--- START ---
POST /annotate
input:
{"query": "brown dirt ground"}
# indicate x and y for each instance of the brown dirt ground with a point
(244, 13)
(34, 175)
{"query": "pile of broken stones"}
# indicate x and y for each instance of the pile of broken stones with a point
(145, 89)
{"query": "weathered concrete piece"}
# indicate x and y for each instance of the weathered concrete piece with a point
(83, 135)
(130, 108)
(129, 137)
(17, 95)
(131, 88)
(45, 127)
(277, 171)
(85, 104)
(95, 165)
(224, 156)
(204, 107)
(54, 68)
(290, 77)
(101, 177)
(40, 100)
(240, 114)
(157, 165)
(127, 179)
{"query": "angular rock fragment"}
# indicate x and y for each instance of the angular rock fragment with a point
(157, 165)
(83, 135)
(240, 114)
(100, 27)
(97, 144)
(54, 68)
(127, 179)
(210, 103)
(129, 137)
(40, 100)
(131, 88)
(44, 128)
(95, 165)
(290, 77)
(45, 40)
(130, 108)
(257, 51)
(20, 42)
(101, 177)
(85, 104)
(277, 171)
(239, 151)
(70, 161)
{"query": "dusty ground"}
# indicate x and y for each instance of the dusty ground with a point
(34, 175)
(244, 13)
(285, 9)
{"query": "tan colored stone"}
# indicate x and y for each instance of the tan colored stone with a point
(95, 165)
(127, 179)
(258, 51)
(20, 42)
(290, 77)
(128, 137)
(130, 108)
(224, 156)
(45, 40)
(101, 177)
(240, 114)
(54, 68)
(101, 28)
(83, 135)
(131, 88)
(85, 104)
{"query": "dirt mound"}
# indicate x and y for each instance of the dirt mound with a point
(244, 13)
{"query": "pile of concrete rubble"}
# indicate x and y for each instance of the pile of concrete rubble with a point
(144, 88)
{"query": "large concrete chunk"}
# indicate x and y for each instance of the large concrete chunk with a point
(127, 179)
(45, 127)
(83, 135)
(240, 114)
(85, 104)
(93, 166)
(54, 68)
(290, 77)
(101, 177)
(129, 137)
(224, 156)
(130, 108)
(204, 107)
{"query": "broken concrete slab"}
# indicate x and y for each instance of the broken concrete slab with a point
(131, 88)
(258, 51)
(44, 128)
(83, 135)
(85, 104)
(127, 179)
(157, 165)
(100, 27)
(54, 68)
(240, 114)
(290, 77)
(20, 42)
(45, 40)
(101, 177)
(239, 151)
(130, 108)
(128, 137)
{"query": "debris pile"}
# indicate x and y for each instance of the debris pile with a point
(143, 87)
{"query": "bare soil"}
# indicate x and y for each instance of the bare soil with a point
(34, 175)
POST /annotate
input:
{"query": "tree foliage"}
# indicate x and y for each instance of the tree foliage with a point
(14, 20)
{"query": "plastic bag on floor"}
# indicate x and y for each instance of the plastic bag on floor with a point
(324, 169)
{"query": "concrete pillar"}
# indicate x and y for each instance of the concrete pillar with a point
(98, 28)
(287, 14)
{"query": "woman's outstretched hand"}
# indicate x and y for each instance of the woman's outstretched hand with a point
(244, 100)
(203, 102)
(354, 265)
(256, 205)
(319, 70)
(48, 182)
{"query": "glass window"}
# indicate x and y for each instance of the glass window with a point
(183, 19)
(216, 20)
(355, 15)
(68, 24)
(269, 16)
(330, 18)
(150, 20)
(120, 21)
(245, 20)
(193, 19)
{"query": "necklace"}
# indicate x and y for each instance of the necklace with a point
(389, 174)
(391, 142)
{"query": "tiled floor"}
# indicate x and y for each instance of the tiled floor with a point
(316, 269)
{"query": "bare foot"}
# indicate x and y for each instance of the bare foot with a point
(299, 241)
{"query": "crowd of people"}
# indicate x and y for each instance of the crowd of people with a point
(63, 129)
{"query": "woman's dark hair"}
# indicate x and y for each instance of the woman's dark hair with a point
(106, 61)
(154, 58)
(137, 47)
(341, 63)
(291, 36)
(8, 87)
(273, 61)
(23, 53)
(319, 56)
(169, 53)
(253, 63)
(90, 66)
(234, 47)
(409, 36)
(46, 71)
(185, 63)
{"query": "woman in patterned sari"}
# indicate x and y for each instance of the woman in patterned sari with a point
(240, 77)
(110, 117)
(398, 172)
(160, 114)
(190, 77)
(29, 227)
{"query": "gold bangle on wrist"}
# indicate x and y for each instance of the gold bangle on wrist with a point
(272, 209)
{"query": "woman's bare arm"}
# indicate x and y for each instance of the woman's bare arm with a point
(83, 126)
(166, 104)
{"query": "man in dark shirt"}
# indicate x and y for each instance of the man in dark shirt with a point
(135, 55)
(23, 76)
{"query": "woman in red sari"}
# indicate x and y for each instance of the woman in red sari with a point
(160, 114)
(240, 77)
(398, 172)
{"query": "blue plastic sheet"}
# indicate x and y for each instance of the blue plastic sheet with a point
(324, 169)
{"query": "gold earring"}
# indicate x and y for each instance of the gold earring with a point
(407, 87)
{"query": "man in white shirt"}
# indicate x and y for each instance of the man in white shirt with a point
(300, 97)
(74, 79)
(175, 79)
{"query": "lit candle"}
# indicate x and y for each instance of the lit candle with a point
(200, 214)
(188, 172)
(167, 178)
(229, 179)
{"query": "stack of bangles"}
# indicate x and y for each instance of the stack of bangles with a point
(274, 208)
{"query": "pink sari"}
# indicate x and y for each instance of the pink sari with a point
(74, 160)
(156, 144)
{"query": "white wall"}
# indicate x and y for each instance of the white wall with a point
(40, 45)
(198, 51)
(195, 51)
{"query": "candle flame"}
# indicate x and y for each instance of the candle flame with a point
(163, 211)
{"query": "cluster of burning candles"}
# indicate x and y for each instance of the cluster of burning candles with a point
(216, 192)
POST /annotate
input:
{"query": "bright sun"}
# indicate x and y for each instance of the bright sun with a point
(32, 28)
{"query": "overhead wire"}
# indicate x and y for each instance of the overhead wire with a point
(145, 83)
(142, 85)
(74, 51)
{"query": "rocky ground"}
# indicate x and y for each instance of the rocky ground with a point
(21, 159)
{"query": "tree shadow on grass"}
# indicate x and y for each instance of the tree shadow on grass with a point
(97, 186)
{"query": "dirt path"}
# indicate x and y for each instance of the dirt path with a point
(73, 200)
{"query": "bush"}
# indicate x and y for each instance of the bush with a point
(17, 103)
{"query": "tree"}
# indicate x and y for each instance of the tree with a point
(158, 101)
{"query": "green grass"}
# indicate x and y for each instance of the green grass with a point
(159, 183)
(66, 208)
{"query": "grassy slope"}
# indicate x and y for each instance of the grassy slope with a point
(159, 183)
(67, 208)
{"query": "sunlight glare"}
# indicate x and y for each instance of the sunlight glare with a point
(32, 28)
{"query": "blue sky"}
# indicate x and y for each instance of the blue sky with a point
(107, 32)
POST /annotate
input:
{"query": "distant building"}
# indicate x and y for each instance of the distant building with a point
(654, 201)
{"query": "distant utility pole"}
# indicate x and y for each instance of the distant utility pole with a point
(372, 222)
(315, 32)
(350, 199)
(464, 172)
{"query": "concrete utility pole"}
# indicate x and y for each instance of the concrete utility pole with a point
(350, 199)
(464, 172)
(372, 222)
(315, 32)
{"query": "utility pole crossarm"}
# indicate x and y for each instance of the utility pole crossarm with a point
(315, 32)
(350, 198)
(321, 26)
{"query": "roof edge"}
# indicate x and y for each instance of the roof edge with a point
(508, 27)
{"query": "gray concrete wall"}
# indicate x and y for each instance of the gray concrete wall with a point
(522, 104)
--- END ---
▶ **What is expected**
Quote every entry exactly.

▶ **Solution to this task**
POST /annotate
input:
{"query": "brown dirt ground"}
# indicate x and y for each instance of the brown dirt ground with a point
(244, 13)
(34, 175)
{"query": "pile of broken stones"}
# indicate x and y for each instance of the pile of broken stones with a point
(145, 89)
{"query": "weathered concrete piece"}
# indicate x and y for each instance of the weathered concrete piece with a point
(83, 135)
(130, 108)
(129, 137)
(17, 95)
(131, 88)
(45, 127)
(277, 171)
(85, 104)
(95, 165)
(224, 156)
(204, 107)
(54, 68)
(290, 77)
(101, 177)
(40, 100)
(240, 114)
(157, 165)
(127, 179)
{"query": "angular rock fragment"}
# indicate x and y for each instance of the angular rock fragment with a point
(157, 165)
(83, 135)
(240, 114)
(100, 27)
(97, 144)
(54, 68)
(127, 179)
(210, 103)
(129, 137)
(40, 100)
(131, 88)
(44, 128)
(95, 165)
(290, 77)
(45, 40)
(130, 108)
(257, 51)
(20, 42)
(101, 177)
(85, 104)
(277, 171)
(239, 151)
(70, 161)
{"query": "dusty ground"}
# indicate x and y for each instance of the dusty ground with a point
(34, 175)
(244, 13)
(285, 9)
{"query": "tan colored stone"}
# indicate x and y for each instance of the tan colored stone with a point
(95, 165)
(127, 179)
(258, 51)
(20, 42)
(290, 77)
(128, 137)
(130, 108)
(224, 156)
(45, 40)
(101, 177)
(240, 114)
(54, 68)
(101, 28)
(83, 135)
(131, 88)
(85, 104)
{"query": "dirt mound"}
# indicate x and y for each instance of the dirt mound with a point
(244, 13)
{"query": "pile of concrete rubble"}
# indicate x and y for each instance of the pile of concrete rubble with a point
(144, 88)
{"query": "large concrete chunk"}
# indicate x and y for each instance of the large concrete chunk with a point
(127, 179)
(45, 127)
(83, 135)
(240, 114)
(85, 104)
(93, 166)
(54, 68)
(290, 77)
(101, 177)
(129, 137)
(224, 156)
(130, 108)
(204, 107)
{"query": "broken concrete slab"}
# indicate x and y for each instance of the broken concrete slab with a point
(131, 88)
(258, 51)
(44, 128)
(83, 135)
(85, 104)
(127, 179)
(157, 165)
(100, 27)
(54, 68)
(240, 114)
(290, 77)
(20, 42)
(45, 40)
(101, 177)
(239, 151)
(130, 108)
(128, 137)
{"query": "debris pile"}
# indicate x and y for each instance of the debris pile with a point
(143, 87)
{"query": "bare soil"}
# indicate x and y for each instance of the bare soil with a point
(34, 175)
POST /annotate
input:
{"query": "tree foliage"}
# indicate x and y for each instance of the tree foliage with a point
(14, 20)
{"query": "plastic bag on floor"}
# indicate x and y for each instance of the plastic bag on floor with a point
(324, 169)
{"query": "concrete pillar"}
# indicate x and y for each instance of the concrete pillar with a point
(98, 28)
(287, 14)
{"query": "woman's outstretched hand"}
# indicate x and y for each instance of the woman's outstretched hand with a point
(244, 100)
(203, 102)
(354, 265)
(256, 205)
(319, 70)
(48, 182)
{"query": "glass window"}
# indicate x and y for each instance of the glass window with a point
(183, 19)
(216, 20)
(355, 15)
(68, 24)
(269, 16)
(330, 18)
(150, 20)
(120, 21)
(245, 20)
(193, 19)
{"query": "necklace"}
# indicate x and y for each instance of the necklace with a point
(389, 174)
(391, 142)
{"query": "tiled floor"}
# indicate x and y for each instance of the tiled floor with a point
(316, 269)
{"query": "bare foot"}
# indicate x and y for each instance of the bare foot with a point
(299, 241)
{"query": "crowd of people"}
# indicate x and y for each instance of the crowd of people with a point
(63, 129)
{"query": "woman's dark hair"}
# indicate x and y for each instance of the woman's dark hair with a point
(106, 61)
(154, 58)
(137, 47)
(341, 63)
(291, 36)
(8, 87)
(273, 61)
(23, 53)
(319, 56)
(169, 53)
(253, 63)
(90, 66)
(234, 47)
(409, 36)
(46, 71)
(185, 63)
{"query": "woman in patterned sari"}
# indicate x and y for each instance of the woman in patterned sari with a point
(240, 77)
(110, 117)
(398, 172)
(160, 114)
(190, 77)
(29, 227)
{"query": "gold bangle on wrist"}
# indicate x and y for each instance of the gold bangle on wrist with a point
(272, 209)
{"query": "woman's bare arm"}
# indicate x and y for each instance of the woman's bare arm with a point
(83, 126)
(166, 104)
{"query": "man in dark shirt"}
# indicate x and y for each instance of the man in dark shirt with a point
(135, 55)
(23, 76)
{"query": "woman in red sari"}
# indicate x and y for each instance of the woman in red sari with a point
(160, 114)
(240, 77)
(398, 172)
{"query": "blue plastic sheet"}
# indicate x and y for each instance of the blue plastic sheet with a point
(324, 169)
{"query": "gold earring"}
# indicate x and y for each instance of the gold earring with a point
(407, 87)
{"query": "man in white shirt"}
# indicate x and y for each instance of the man in white shirt with a point
(300, 97)
(74, 79)
(175, 79)
{"query": "lit candle"}
# indicate x and y for each instance of the lit candle with a point
(200, 214)
(188, 172)
(167, 178)
(229, 179)
{"query": "stack of bangles"}
# indicate x and y for each instance of the stack of bangles with a point
(274, 208)
{"query": "pink sari"}
# indicate x and y for each instance of the pink sari with a point
(74, 160)
(156, 144)
{"query": "white wall"}
# indicate x and y for each instance of the white wall with a point
(40, 45)
(198, 51)
(195, 51)
{"query": "candle flame"}
# indicate x and y for each instance of the candle flame with a point
(163, 211)
{"query": "cluster of burning candles"}
# indicate x and y for each instance of the cluster of burning candles with a point
(216, 192)
POST /annotate
input:
{"query": "bright sun"}
# indicate x and y for each instance of the bright sun with a point
(32, 28)
{"query": "overhead wire"}
# indicate x and y for each instance of the overhead wire with a point
(145, 83)
(142, 85)
(74, 51)
{"query": "rocky ground"}
# indicate x and y for each instance of the rocky ground with a point
(21, 159)
{"query": "tree shadow on grass"}
# indicate x and y for each instance of the tree shadow on grass with a point
(97, 186)
{"query": "dirt path"}
# indicate x and y for each instance of the dirt path with a point
(73, 200)
{"query": "bush"}
# indicate x and y for each instance of the bush with a point
(17, 103)
{"query": "tree"}
# indicate x and y for each instance of the tree with a point
(158, 101)
{"query": "green grass"}
# indicate x and y for each instance of the green grass with a point
(159, 183)
(66, 208)
{"query": "grassy slope"}
# indicate x and y for each instance of the grassy slope with a point
(159, 183)
(67, 208)
{"query": "sunlight glare"}
# indicate x and y for each instance of the sunlight glare with a point
(32, 28)
{"query": "blue sky"}
# indicate x and y for each instance of the blue sky with a point
(107, 32)
POST /annotate
input:
{"query": "distant building"}
# indicate x and y for each instance of the distant building with a point
(654, 201)
{"query": "distant utility pole"}
# indicate x and y for each instance of the distant utility pole with a point
(372, 222)
(315, 32)
(350, 199)
(464, 172)
{"query": "concrete utility pole"}
# indicate x and y for each instance of the concrete utility pole with a point
(350, 199)
(464, 172)
(372, 222)
(315, 32)
{"query": "utility pole crossarm"}
# indicate x and y for each instance of the utility pole crossarm with a point
(315, 32)
(350, 198)
(321, 26)
{"query": "roof edge"}
# indicate x and y for each instance of the roof edge with a point
(508, 27)
{"query": "gray concrete wall"}
# indicate x and y for each instance of the gray concrete wall with a point
(522, 104)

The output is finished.